#### [Goal of the exercise]
Format every line of the items below as a Markdown table with the columns "Row" and "Line", numbering the rows and skipping blank lines. Leave the pictures out.

#### [Excerpts from segmentation records]
:::

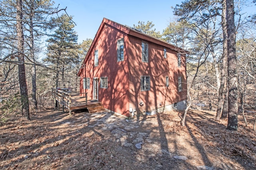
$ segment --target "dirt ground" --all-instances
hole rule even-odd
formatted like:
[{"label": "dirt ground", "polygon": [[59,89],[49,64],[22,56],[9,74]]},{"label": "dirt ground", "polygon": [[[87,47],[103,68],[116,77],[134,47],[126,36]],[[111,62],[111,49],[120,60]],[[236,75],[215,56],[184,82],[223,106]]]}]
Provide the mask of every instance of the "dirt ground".
[{"label": "dirt ground", "polygon": [[13,118],[0,127],[0,169],[256,169],[253,117],[246,127],[239,115],[234,131],[215,114],[191,111],[184,127],[174,111],[127,119],[50,109]]}]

:::

#### [Full answer]
| Row | Line |
|---|---|
| 1 | $ segment --target "dirt ground" --all-instances |
| 2 | hole rule even-odd |
| 3 | formatted like: |
| 4 | [{"label": "dirt ground", "polygon": [[59,89],[49,64],[22,56],[9,74]]},{"label": "dirt ground", "polygon": [[[87,47],[103,68],[116,77],[134,47],[126,36]],[[111,62],[111,49],[120,60]],[[236,75],[215,56],[184,82],[223,106]]]}] |
| 5 | Provide the mask of every instance of the "dirt ground". |
| 6 | [{"label": "dirt ground", "polygon": [[13,118],[0,127],[0,169],[256,169],[253,117],[246,127],[239,115],[234,131],[215,114],[191,111],[184,127],[174,111],[127,119],[50,109]]}] |